Live album by Dave Burrell
- Released: June 8, 2004
- Recorded: December 2003
- Genre: Avant-garde jazz
- Label: High Two Records
- Producer: Dave Burrell

Dave Burrell chronology
| Recital (2001) | Expansion (2004) | Margy Pargy (2005) |

= Expansion (album) =

Expansion is a live album released by jazz pianist Dave Burrell. It was recorded during a number of concerts in December 2003 and was released on June 8, 2004 by High Two.

The group that Burrell toured with was referred to as the Full-Blown Trio and included Burrell, Andrew Cyrille (drums) and William Parker (bass).

□ □ □ □ □ □ □

■ Actions to take ■
a) Name every musician in the Full-Blown Trio, as given in the page on the album Expansion, with the instrument listed for each.
b) Resume the page on the album Expansion, picking up right after its last sentence.
The records that come next aren't needed for anything here.

■ Information provided ■
□ □ □ □ □ □ □

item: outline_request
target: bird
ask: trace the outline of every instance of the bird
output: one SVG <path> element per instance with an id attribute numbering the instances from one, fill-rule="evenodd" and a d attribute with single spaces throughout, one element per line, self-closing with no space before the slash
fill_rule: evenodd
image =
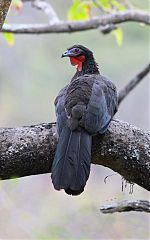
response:
<path id="1" fill-rule="evenodd" d="M 51 178 L 56 190 L 80 195 L 89 178 L 92 136 L 104 134 L 117 112 L 114 83 L 102 76 L 93 52 L 75 44 L 62 57 L 76 66 L 76 73 L 55 99 L 58 144 Z"/>

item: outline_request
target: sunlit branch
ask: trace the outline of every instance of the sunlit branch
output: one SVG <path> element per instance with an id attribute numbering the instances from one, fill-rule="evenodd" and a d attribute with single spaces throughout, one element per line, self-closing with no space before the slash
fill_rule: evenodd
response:
<path id="1" fill-rule="evenodd" d="M 18 34 L 44 34 L 44 33 L 73 33 L 97 29 L 108 24 L 121 24 L 124 22 L 138 22 L 150 25 L 150 15 L 146 11 L 128 10 L 93 17 L 87 21 L 59 21 L 49 24 L 5 24 L 2 32 Z"/>

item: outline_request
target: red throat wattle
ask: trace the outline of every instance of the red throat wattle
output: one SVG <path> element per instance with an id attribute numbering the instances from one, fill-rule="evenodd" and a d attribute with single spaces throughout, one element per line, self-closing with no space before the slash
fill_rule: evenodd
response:
<path id="1" fill-rule="evenodd" d="M 85 61 L 85 56 L 81 55 L 79 57 L 70 57 L 70 62 L 73 66 L 77 66 L 79 72 L 82 71 L 82 64 Z"/>

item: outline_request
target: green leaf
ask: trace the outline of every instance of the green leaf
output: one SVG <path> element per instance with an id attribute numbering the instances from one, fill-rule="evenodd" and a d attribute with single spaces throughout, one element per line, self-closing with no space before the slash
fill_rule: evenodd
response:
<path id="1" fill-rule="evenodd" d="M 122 42 L 123 42 L 123 31 L 122 31 L 122 28 L 117 28 L 117 29 L 113 30 L 112 33 L 115 36 L 118 45 L 121 46 Z"/>
<path id="2" fill-rule="evenodd" d="M 15 39 L 14 39 L 14 34 L 12 33 L 3 33 L 3 36 L 7 42 L 7 44 L 12 47 L 15 43 Z"/>
<path id="3" fill-rule="evenodd" d="M 106 10 L 111 9 L 110 0 L 99 0 L 98 2 L 99 2 L 99 4 L 101 5 L 102 8 L 104 8 Z"/>
<path id="4" fill-rule="evenodd" d="M 91 2 L 74 0 L 68 12 L 69 20 L 88 20 L 90 18 Z"/>

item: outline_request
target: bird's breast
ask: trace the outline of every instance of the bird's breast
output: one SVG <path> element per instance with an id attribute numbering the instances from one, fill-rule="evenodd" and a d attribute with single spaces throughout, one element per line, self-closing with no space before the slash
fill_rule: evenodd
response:
<path id="1" fill-rule="evenodd" d="M 68 115 L 76 105 L 87 106 L 92 94 L 92 86 L 94 79 L 86 77 L 79 77 L 68 85 L 65 96 L 65 109 Z"/>

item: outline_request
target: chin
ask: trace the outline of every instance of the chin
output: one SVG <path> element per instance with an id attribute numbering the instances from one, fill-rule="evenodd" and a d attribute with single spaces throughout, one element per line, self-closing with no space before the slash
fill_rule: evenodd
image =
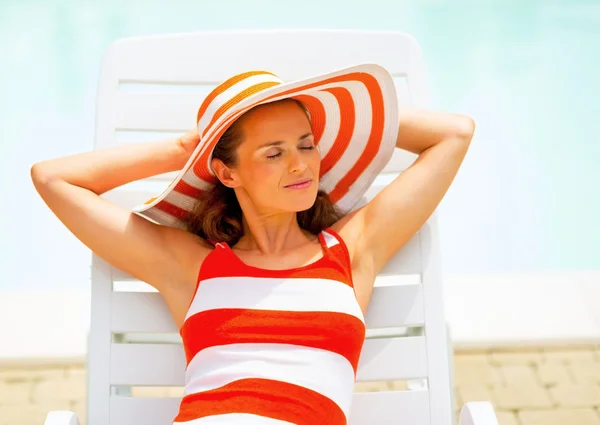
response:
<path id="1" fill-rule="evenodd" d="M 297 199 L 287 203 L 285 205 L 286 209 L 289 209 L 293 212 L 306 211 L 315 204 L 315 200 L 317 199 L 317 194 L 314 196 L 299 196 Z"/>

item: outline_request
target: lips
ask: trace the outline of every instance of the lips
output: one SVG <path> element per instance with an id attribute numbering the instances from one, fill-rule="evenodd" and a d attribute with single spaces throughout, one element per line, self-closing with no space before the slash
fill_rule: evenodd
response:
<path id="1" fill-rule="evenodd" d="M 284 187 L 298 187 L 298 186 L 304 186 L 304 185 L 306 185 L 307 183 L 310 183 L 311 181 L 312 181 L 311 179 L 302 179 L 302 180 L 295 181 L 295 182 L 294 182 L 294 183 L 292 183 L 292 184 L 288 184 L 287 186 L 284 186 Z"/>

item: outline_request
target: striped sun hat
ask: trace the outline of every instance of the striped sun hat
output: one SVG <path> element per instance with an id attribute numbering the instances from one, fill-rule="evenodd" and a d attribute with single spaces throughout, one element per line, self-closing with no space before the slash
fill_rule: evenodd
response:
<path id="1" fill-rule="evenodd" d="M 319 188 L 343 212 L 351 211 L 390 160 L 398 132 L 394 81 L 374 64 L 291 82 L 266 71 L 224 81 L 198 110 L 200 143 L 185 167 L 159 196 L 133 211 L 159 224 L 185 228 L 197 198 L 217 182 L 210 162 L 225 130 L 251 108 L 287 98 L 308 109 L 321 153 Z"/>

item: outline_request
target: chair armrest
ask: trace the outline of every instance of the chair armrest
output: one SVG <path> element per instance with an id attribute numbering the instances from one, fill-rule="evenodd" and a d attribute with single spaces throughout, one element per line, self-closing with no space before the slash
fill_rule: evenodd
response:
<path id="1" fill-rule="evenodd" d="M 498 425 L 494 406 L 487 401 L 465 403 L 460 411 L 458 425 Z"/>
<path id="2" fill-rule="evenodd" d="M 77 415 L 68 410 L 55 410 L 48 413 L 44 425 L 79 425 Z"/>

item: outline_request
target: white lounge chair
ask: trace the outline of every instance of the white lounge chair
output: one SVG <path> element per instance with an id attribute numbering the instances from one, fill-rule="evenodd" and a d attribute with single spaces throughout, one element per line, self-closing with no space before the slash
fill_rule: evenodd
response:
<path id="1" fill-rule="evenodd" d="M 102 64 L 95 146 L 182 133 L 195 123 L 204 95 L 236 72 L 267 69 L 287 80 L 359 62 L 390 70 L 402 105 L 427 106 L 420 49 L 403 33 L 231 31 L 121 40 L 110 46 Z M 413 159 L 397 151 L 367 198 Z M 165 185 L 171 177 L 155 178 L 154 184 Z M 131 207 L 159 192 L 147 187 L 150 183 L 132 183 L 107 196 Z M 178 397 L 133 397 L 129 391 L 183 386 L 185 367 L 177 329 L 160 295 L 144 284 L 132 288 L 131 280 L 93 256 L 88 425 L 168 425 L 178 408 Z M 405 381 L 408 389 L 356 392 L 349 423 L 454 423 L 452 347 L 444 321 L 435 215 L 381 273 L 366 320 L 369 334 L 358 381 Z M 51 412 L 46 420 L 46 425 L 76 424 L 76 416 L 65 411 Z M 497 421 L 489 403 L 473 402 L 463 406 L 460 424 Z"/>

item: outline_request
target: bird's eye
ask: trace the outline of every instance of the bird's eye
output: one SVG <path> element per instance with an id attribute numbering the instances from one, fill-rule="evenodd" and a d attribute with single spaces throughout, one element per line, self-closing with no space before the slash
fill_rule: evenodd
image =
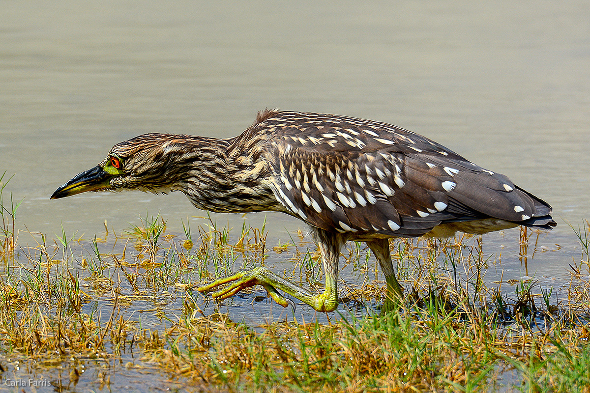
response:
<path id="1" fill-rule="evenodd" d="M 111 165 L 113 166 L 113 168 L 116 168 L 117 169 L 120 169 L 121 168 L 121 161 L 119 160 L 116 157 L 111 157 Z"/>

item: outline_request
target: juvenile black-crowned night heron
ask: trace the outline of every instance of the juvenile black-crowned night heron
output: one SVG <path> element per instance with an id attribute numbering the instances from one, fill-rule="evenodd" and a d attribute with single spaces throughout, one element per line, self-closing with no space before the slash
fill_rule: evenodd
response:
<path id="1" fill-rule="evenodd" d="M 225 299 L 260 285 L 283 306 L 291 302 L 277 290 L 318 311 L 338 305 L 338 259 L 347 240 L 366 243 L 392 298 L 402 289 L 390 238 L 556 225 L 545 202 L 428 138 L 383 123 L 276 110 L 260 113 L 228 139 L 146 134 L 121 142 L 51 199 L 123 190 L 181 191 L 205 210 L 283 212 L 303 220 L 322 255 L 323 293 L 313 295 L 264 267 L 198 290 Z"/>

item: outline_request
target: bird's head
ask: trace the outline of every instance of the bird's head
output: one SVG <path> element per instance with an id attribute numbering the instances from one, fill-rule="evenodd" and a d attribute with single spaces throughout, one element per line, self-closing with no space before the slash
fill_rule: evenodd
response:
<path id="1" fill-rule="evenodd" d="M 117 143 L 97 166 L 57 189 L 51 199 L 87 191 L 138 190 L 165 193 L 181 189 L 186 164 L 194 163 L 194 137 L 145 134 Z"/>

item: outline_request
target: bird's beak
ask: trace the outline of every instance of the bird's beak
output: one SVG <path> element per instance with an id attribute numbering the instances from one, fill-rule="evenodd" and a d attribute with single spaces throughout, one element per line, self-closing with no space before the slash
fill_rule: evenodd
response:
<path id="1" fill-rule="evenodd" d="M 87 191 L 97 191 L 107 189 L 110 185 L 109 181 L 113 175 L 104 170 L 100 165 L 79 173 L 53 193 L 51 199 L 64 198 Z"/>

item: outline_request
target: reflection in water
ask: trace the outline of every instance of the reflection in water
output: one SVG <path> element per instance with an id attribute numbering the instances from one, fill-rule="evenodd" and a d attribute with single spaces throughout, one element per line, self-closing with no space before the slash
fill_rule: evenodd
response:
<path id="1" fill-rule="evenodd" d="M 181 219 L 206 224 L 181 194 L 48 198 L 119 141 L 147 132 L 232 136 L 257 110 L 279 107 L 412 130 L 553 206 L 558 226 L 532 252 L 536 235 L 527 234 L 527 245 L 516 230 L 484 236 L 486 252 L 501 260 L 486 279 L 526 275 L 559 285 L 578 257 L 564 222 L 578 227 L 590 218 L 586 2 L 16 0 L 1 7 L 0 173 L 15 174 L 5 195 L 24 199 L 21 230 L 51 239 L 63 227 L 68 237 L 90 239 L 105 220 L 119 233 L 146 211 L 176 233 Z M 269 247 L 305 230 L 281 214 L 212 217 L 236 230 L 266 220 Z M 35 236 L 21 232 L 19 243 L 34 245 Z M 287 260 L 277 257 L 277 271 Z M 236 320 L 284 312 L 239 301 Z M 125 371 L 117 381 L 129 375 L 136 375 Z"/>

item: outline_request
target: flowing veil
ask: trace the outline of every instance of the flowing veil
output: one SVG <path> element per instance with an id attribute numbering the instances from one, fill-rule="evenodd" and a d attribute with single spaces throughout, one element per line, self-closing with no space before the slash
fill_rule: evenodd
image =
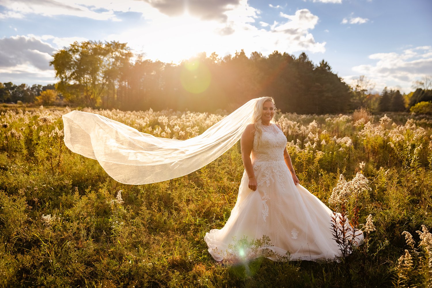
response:
<path id="1" fill-rule="evenodd" d="M 155 137 L 97 114 L 74 111 L 63 116 L 64 143 L 73 152 L 97 160 L 119 182 L 168 180 L 200 169 L 234 145 L 251 123 L 258 99 L 184 140 Z"/>

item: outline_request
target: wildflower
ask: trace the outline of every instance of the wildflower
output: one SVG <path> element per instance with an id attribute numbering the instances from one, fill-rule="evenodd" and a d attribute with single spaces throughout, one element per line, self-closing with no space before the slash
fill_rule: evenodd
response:
<path id="1" fill-rule="evenodd" d="M 432 234 L 429 232 L 428 228 L 424 225 L 422 225 L 422 231 L 416 231 L 420 235 L 420 239 L 422 240 L 419 244 L 421 246 L 424 247 L 426 249 L 430 250 L 432 249 Z"/>
<path id="2" fill-rule="evenodd" d="M 399 257 L 397 263 L 397 267 L 400 270 L 410 270 L 412 269 L 414 266 L 413 257 L 407 249 L 405 249 L 405 253 Z"/>
<path id="3" fill-rule="evenodd" d="M 51 214 L 48 214 L 48 215 L 42 214 L 42 219 L 41 221 L 44 222 L 44 225 L 51 226 L 57 218 L 57 217 L 55 216 L 55 215 L 54 215 L 51 217 Z"/>
<path id="4" fill-rule="evenodd" d="M 15 129 L 12 129 L 7 134 L 12 135 L 12 136 L 17 140 L 21 140 L 22 139 L 22 134 L 20 132 L 17 132 Z"/>
<path id="5" fill-rule="evenodd" d="M 171 133 L 171 130 L 170 130 L 170 129 L 166 125 L 165 125 L 165 133 L 168 135 Z"/>
<path id="6" fill-rule="evenodd" d="M 413 235 L 410 232 L 407 232 L 406 231 L 403 232 L 402 234 L 405 235 L 407 244 L 411 246 L 411 248 L 414 249 L 414 244 L 416 244 L 416 241 L 413 239 Z"/>
<path id="7" fill-rule="evenodd" d="M 50 125 L 51 124 L 52 124 L 55 122 L 54 119 L 52 118 L 52 117 L 50 116 L 39 117 L 38 118 L 38 125 L 39 126 L 41 126 L 43 125 Z"/>
<path id="8" fill-rule="evenodd" d="M 369 216 L 366 218 L 366 224 L 365 225 L 365 232 L 368 234 L 377 230 L 376 227 L 374 225 L 373 222 L 374 221 L 372 220 L 372 215 L 369 214 Z"/>
<path id="9" fill-rule="evenodd" d="M 123 190 L 119 190 L 118 192 L 117 193 L 117 196 L 115 197 L 115 202 L 118 204 L 124 203 L 124 201 L 123 199 L 121 199 L 121 193 L 122 192 L 123 192 Z"/>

□ □ □ □ □ □ □

■ Results for the exercise ■
a)
- Dave Burrell, piano
- Andrew Cyrille, drums
- William Parker, bass

b)
== Reception ==

AllMusic calls the album "a lovely record ... by a trio versed in understatement and nuance." Reviewer Thom Jurek in particular comments on Burrell's playing by saying that his "fills between the lyric lines are humorous, warm, and dazzling." The Penguin Guide to Jazz also mention that the three men "gel perfectly" and they provide him with the most flattering context for years."

Professional ratings
Review scores
| Source | Rating |
| AllMusic |  |
| PGJ |  |

==Track listing==
All tracks by Dave Burrell except where noted.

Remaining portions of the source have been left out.